Gather every line in the entries below that contains the string "rear", treating uppercase and lowercase as different.

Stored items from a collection

+ + + + + + +

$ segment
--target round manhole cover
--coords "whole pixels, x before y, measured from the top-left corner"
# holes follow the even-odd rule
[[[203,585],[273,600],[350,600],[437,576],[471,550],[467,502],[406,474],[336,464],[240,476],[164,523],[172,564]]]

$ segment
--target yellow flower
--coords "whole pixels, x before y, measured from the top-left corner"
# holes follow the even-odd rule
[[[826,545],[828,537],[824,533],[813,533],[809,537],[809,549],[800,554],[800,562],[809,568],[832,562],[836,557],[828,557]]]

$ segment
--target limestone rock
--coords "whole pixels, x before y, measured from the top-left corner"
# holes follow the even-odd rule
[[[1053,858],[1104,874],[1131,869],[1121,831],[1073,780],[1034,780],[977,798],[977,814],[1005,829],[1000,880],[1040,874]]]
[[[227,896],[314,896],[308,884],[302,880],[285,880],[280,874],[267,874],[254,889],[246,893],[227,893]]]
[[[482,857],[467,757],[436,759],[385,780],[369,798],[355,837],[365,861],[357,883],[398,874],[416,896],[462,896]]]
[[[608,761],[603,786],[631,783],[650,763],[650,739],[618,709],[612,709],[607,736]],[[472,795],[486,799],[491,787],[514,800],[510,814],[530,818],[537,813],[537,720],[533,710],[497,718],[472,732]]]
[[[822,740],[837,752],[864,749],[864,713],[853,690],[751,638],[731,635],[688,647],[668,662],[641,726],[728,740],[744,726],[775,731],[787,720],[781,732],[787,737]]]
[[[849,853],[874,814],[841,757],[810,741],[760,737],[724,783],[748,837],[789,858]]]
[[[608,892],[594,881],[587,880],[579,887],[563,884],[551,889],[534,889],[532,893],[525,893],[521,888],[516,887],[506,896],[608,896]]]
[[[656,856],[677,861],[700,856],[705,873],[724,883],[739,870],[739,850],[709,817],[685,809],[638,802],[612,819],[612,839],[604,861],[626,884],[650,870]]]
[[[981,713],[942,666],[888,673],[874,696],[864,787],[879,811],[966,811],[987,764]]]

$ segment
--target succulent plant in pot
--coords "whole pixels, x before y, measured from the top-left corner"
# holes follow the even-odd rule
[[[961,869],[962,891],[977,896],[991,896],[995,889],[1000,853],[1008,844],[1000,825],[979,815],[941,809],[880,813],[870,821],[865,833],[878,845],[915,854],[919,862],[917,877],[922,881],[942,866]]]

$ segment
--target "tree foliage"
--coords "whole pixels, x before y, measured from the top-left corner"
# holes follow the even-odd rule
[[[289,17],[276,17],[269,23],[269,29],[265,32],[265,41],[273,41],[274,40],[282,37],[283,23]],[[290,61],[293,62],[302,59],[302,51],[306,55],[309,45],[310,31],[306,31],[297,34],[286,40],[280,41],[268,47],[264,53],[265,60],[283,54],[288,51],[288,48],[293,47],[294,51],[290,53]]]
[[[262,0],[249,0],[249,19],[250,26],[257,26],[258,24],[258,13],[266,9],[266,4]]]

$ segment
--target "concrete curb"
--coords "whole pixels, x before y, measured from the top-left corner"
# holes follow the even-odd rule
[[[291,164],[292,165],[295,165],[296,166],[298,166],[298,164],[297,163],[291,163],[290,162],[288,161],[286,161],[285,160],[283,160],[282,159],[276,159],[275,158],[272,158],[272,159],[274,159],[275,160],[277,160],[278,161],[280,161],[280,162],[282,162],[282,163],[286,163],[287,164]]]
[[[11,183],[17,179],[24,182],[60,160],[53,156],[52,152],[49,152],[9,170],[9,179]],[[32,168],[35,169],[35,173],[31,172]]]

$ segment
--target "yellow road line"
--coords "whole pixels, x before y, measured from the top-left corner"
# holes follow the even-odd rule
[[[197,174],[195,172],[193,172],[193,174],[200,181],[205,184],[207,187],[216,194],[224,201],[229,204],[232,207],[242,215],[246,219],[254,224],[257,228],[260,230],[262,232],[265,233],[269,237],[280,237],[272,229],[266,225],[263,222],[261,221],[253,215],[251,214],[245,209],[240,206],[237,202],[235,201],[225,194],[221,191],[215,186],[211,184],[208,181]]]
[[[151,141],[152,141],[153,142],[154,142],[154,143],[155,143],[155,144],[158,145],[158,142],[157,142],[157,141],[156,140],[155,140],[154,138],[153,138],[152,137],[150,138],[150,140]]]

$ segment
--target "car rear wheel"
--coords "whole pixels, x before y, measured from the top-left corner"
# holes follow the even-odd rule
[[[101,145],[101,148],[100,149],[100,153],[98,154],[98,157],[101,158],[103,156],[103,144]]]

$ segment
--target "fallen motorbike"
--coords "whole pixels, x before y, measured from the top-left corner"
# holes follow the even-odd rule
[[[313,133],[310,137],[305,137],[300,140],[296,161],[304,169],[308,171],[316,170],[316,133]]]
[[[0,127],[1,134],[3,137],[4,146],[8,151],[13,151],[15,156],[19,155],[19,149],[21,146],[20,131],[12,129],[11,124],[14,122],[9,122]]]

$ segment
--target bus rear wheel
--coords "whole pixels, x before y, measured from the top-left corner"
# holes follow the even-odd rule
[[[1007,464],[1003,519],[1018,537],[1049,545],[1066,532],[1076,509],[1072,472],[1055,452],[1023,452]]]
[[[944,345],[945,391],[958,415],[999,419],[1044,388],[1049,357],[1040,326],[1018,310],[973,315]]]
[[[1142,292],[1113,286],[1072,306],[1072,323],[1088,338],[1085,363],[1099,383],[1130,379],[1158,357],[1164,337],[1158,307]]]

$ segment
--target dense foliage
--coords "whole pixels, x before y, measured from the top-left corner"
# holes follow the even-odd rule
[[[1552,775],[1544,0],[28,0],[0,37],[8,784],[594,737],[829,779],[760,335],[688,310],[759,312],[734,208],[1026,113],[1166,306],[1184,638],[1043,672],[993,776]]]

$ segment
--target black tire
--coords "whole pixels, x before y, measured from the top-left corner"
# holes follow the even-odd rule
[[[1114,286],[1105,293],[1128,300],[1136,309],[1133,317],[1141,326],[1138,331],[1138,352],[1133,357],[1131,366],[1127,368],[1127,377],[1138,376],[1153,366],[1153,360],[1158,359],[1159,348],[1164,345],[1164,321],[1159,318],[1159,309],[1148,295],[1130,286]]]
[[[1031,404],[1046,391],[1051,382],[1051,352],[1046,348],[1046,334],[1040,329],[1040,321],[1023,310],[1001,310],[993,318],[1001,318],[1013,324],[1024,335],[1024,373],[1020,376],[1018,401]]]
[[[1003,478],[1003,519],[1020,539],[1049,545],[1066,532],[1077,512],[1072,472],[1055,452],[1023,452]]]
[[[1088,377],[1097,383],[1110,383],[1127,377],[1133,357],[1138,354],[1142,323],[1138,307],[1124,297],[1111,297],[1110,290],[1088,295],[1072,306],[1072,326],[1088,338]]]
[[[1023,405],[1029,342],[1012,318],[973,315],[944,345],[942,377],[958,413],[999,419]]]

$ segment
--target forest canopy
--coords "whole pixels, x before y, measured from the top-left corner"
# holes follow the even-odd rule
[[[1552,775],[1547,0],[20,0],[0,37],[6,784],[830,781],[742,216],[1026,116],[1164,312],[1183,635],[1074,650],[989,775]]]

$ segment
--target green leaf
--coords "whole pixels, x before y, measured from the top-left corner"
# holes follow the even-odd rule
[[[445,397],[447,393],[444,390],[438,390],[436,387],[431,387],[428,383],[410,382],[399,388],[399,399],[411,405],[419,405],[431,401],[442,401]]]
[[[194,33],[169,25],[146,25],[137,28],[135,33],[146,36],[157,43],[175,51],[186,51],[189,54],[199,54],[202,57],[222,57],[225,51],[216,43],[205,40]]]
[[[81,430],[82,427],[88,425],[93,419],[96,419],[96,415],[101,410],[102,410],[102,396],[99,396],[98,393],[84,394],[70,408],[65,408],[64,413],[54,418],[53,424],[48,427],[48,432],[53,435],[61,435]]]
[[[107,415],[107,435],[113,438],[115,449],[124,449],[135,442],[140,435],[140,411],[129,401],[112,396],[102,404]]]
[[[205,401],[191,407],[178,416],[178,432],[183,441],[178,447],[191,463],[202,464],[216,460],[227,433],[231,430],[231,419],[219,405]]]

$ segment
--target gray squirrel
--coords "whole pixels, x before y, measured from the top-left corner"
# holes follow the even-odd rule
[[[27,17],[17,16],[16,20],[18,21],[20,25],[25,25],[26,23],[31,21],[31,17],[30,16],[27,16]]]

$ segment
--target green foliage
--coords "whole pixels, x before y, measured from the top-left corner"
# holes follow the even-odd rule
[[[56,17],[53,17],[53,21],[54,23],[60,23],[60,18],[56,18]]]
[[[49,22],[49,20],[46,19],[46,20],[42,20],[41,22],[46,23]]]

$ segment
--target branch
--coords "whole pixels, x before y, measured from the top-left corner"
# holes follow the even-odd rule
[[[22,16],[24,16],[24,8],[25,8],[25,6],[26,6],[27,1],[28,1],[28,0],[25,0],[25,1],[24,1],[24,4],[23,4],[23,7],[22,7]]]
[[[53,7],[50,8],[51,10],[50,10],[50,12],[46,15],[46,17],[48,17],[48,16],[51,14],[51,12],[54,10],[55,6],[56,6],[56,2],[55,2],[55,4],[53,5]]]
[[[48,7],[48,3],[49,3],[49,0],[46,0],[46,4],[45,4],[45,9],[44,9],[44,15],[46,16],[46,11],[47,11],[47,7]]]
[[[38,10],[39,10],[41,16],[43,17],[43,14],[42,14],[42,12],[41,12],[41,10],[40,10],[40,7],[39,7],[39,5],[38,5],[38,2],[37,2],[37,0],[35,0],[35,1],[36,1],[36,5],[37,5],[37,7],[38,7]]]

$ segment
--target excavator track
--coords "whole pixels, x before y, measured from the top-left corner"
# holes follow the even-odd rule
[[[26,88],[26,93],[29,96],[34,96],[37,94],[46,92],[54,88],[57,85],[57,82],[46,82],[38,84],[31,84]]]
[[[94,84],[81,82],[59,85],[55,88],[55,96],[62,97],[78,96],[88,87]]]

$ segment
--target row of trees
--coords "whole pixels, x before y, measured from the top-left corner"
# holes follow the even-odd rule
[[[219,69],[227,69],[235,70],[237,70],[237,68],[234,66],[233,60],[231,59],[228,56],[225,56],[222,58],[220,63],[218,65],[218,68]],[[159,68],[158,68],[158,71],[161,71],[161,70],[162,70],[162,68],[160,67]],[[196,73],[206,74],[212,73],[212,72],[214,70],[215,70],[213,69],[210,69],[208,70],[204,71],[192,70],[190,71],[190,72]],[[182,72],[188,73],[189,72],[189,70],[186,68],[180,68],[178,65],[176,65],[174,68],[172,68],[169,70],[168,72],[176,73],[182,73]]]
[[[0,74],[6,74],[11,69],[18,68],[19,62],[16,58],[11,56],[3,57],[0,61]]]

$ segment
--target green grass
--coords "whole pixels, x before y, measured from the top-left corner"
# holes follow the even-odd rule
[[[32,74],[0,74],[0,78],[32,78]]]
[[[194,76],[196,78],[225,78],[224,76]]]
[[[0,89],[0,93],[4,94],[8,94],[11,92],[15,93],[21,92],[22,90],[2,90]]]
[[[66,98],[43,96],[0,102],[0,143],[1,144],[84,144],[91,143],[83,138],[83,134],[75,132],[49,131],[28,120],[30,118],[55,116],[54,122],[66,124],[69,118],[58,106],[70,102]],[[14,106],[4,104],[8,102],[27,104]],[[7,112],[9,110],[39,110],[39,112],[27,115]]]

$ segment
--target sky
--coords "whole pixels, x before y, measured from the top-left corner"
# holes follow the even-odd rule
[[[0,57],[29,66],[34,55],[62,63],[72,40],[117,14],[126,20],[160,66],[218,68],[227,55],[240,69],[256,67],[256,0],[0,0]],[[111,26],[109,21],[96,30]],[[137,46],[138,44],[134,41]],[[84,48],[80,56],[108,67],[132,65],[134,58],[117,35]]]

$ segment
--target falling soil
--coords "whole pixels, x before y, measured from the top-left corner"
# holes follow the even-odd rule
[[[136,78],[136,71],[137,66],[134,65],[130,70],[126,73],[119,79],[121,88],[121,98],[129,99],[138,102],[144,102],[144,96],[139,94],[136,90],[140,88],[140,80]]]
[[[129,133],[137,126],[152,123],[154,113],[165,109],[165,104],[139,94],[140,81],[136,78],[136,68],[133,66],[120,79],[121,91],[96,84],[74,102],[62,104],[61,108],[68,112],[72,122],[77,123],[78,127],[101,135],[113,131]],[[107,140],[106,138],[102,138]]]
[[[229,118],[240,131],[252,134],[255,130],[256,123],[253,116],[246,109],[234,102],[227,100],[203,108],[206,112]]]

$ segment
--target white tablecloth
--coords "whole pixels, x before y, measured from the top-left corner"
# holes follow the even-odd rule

+ + + + + + +

== Problem solution ==
--target "car rear wheel"
--target bus rear wheel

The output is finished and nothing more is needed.